• _Page excerpt_:

┄┄┄┄┄┄

- Born: 1949 (age 75–76) Alberta, Canada

Academic background
- Education: BA, MD, University of Calgary MSc, London School of Hygiene and Tropical Medicine PhD, University of Amsterdam

Academic work
- Institutions: McGill University

= Catherine Hankins =

Canadian epidemiologist

Catherine Anita Hankins (born 1949) is a Canadian epidemiologist. Hankins was the Deputy Medical Officer of Health at Calgary Health Services before accepting a faculty position at McGill University.

==Early life and education==
Hankins was born in 1949. She earned her Bachelor of Arts degree in French and medical degree from the University of Calgary. In recognition of her contributions to AIDS research, the institution recognized Hankins as a Distinguished Graduate in 1993. Hankins subsequently earned her Master's of Science degree from the London School of Hygiene and Tropical Medicine and her PhD from the University of Amsterdam.

┄┄┄┄┄┄

• _Given data_:
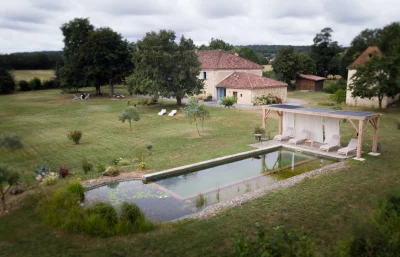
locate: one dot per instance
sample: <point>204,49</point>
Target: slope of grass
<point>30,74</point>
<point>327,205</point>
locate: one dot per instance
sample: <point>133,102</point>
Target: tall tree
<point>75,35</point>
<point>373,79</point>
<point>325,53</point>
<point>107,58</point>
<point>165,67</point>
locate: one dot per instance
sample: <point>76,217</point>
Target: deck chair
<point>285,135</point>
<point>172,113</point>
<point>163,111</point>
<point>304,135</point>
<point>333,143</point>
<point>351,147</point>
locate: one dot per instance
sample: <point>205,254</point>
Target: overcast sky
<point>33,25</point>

┄┄┄┄┄┄

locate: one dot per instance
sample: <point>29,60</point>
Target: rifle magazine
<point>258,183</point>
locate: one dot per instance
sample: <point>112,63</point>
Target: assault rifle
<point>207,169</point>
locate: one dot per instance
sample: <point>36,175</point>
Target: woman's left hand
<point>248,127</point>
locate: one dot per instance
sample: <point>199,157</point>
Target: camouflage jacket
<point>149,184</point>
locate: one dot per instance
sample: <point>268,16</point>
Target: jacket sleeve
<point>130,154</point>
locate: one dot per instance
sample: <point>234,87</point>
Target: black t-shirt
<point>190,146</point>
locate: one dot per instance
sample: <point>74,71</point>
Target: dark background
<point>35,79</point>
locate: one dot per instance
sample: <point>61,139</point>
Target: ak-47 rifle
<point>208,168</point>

┄┄┄┄┄┄

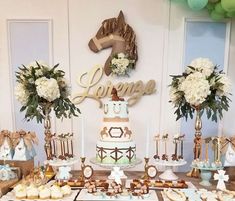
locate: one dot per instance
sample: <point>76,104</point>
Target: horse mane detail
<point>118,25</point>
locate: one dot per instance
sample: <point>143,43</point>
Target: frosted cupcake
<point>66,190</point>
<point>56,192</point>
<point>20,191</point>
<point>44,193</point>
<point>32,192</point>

┄┄┄┄┄┄

• _Problems and tasks_:
(a) From the biography of Catherine Hankins, list every degree she earned, and give the institution that awarded each one.
(b) Answer these questions using the biography of Catherine Hankins.
(i) What position did Hankins hold before she took a faculty position at McGill University?
(ii) In what year did the University of Calgary recognize her as a Distinguished Graduate?
(iii) In which Canadian province was she born?
(c) Summarize the biography of Catherine Hankins in two sentences.

• _Solutions in order_:
(a)
- Bachelor of Arts in French: University of Calgary
- Medical degree: University of Calgary
- Master's of Science: London School of Hygiene and Tropical Medicine
- PhD: University of Amsterdam

(b)
(i) Deputy Medical Officer of Health at Calgary Health Services
(ii) 1993
(iii) Alberta

(c) Catherine Anita Hankins, born in 1949, is a Canadian epidemiologist who was Deputy Medical Officer of Health at Calgary Health Services before joining the faculty at McGill University. She earned a BA in French and a medical degree from the University of Calgary, which named her a Distinguished Graduate in 1993 for her contributions to AIDS research, and she went on to earn an MSc from the London School of Hygiene and Tropical Medicine and a PhD from the University of Amsterdam.